**PROBLEMS AND TASKS:**
(1) Print the portion of the text below on terminal progress bars from "sys.stdout.write('.' * n)" up to and including "sys.stdout.write('\n')".
(2) In the terminal progress-bar text below, which capability name does the clear_to_bottom function pass to tigetstr?

**GIVEN TEXT:**

-=-=-

Rather than write a long line and hope that the terminal will wrap it, you could

  • write an escape sequence to move the cursor to the upper left corner,
  • write your progress bars (clearing the remainder of each line with an escape sequence), and wrapping those explicitly, and
  • write an escape sequence to clear the remainder of the screen before
  • waiting a little while before repeating the process

Here's an example:

import curses, time, sys

def go_to_top_left():
    curses.putp(curses.tparm(curses.tigetstr("cup"),0,0))

def show_bar(n):
    curses.putp(curses.tigetstr("rev"))
    sys.stdout.write('.' * n)
    sys.stdout.write('*')
    curses.putp(curses.tigetstr("sgr0"))
    curses.putp(curses.tigetstr("el"))
    sys.stdout.write('\n')
    sys.stdout.flush()

def clear_to_bottom():
    curses.putp(curses.tigetstr("ed"))

def progress_bars():
    curses.setupterm()
    foo = 1
    bar = 0
    while foo < 50:
        go_to_top_left()
        show_bar(foo)
        show_bar(bar)
        bar = foo
        foo = foo + 1
        clear_to_bottom()

-=-=-

**MATERIAL SHOWN:**
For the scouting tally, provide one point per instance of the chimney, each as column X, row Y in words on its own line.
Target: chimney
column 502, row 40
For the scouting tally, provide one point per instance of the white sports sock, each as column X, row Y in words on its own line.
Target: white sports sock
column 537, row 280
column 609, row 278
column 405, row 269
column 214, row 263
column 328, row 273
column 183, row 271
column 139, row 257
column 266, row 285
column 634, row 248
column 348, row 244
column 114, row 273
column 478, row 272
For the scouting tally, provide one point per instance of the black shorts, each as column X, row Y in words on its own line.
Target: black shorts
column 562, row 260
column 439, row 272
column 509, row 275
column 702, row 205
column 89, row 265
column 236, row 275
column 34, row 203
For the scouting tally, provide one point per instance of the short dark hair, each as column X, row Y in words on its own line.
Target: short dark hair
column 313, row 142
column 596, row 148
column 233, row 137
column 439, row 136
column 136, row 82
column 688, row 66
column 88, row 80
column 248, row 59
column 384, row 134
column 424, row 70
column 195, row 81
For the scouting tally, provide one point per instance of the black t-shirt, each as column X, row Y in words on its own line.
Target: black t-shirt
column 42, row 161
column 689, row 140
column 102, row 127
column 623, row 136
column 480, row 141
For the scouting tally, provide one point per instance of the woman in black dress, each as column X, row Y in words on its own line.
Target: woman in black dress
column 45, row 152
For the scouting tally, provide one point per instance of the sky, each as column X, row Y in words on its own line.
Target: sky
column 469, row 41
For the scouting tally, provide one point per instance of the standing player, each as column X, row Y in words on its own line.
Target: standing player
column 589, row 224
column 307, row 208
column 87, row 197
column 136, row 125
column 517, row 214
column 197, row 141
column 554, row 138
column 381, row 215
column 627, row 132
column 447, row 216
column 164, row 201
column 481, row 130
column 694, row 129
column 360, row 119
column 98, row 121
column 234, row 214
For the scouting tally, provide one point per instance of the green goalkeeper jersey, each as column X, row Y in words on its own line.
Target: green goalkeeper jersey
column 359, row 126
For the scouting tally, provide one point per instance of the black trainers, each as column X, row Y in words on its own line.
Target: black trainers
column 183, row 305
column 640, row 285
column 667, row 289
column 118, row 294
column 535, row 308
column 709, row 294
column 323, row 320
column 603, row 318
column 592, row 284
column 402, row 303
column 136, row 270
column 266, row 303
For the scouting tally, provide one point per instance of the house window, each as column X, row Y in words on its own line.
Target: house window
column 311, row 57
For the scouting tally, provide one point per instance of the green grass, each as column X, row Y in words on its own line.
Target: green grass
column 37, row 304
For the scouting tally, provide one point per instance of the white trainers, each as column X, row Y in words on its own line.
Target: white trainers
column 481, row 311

-=-=-

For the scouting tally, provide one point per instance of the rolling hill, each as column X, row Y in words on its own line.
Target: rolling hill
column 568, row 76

-=-=-

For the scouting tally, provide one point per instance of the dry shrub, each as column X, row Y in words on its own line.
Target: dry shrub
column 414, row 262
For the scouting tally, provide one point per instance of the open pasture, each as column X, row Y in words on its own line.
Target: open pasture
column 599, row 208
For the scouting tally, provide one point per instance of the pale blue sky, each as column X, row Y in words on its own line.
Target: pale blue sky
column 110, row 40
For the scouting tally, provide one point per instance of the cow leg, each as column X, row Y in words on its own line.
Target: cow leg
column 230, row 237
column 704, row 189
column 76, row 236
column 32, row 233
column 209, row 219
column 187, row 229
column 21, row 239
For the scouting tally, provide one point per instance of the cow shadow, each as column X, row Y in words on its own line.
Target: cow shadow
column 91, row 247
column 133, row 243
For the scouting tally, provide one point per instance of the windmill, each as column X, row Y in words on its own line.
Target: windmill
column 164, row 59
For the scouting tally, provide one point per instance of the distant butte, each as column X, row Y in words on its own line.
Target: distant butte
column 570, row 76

-=-=-

**ANSWER LIST:**
(1)
sys.stdout.write('.' * n)
    sys.stdout.write('*')
    curses.putp(curses.tigetstr("sgr0"))
    curses.putp(curses.tigetstr("el"))
    sys.stdout.write('\n')

(2) It passes "ed".